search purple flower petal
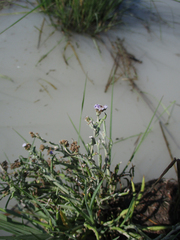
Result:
[94,104,108,112]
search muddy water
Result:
[0,1,180,216]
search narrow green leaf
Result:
[84,223,99,240]
[90,180,103,211]
[68,115,88,153]
[78,75,87,145]
[14,186,56,226]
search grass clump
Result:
[0,104,180,240]
[38,0,125,35]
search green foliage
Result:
[0,105,141,239]
[0,100,179,240]
[39,0,125,35]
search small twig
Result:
[159,122,177,174]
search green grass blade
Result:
[78,76,87,145]
[0,3,42,34]
[90,180,103,211]
[68,115,88,153]
[109,71,114,164]
[0,213,42,236]
[14,186,56,226]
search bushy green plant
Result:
[0,102,180,240]
[39,0,125,35]
[0,104,148,239]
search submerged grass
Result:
[0,78,179,240]
[39,0,125,35]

++++++++

Task directions
Output as a Markdown table with columns Row and Line every line of the listing, starting with the line with "search narrow green leaf" and going on through the last line of the listing, omitting any blank lines.

Output
| Row | Line |
|---|---|
| 1 | search narrow green leaf |
| 2 | Result: |
| 3 | [84,223,99,240] |
| 4 | [90,180,103,211] |
| 5 | [68,115,88,153] |
| 6 | [78,75,87,145] |
| 7 | [14,186,56,226] |
| 8 | search grass clump |
| 9 | Result: |
| 10 | [0,104,180,240] |
| 11 | [38,0,125,35] |
| 12 | search green foliage |
| 13 | Result: |
| 14 | [0,105,141,239] |
| 15 | [0,100,179,240] |
| 16 | [39,0,125,35] |
| 17 | search small twig |
| 18 | Result: |
| 19 | [159,122,177,174] |
| 20 | search green grass blade |
| 21 | Result: |
| 22 | [78,76,87,145] |
| 23 | [0,3,42,34] |
| 24 | [90,180,103,211] |
| 25 | [68,115,88,153] |
| 26 | [109,71,114,164] |
| 27 | [0,213,42,236] |
| 28 | [14,186,56,226] |
| 29 | search bushy green plant |
| 30 | Result: |
| 31 | [0,102,180,240] |
| 32 | [39,0,125,35] |
| 33 | [0,104,148,239] |
| 34 | search submerged grass |
| 35 | Result: |
| 36 | [0,78,179,240] |
| 37 | [39,0,125,35] |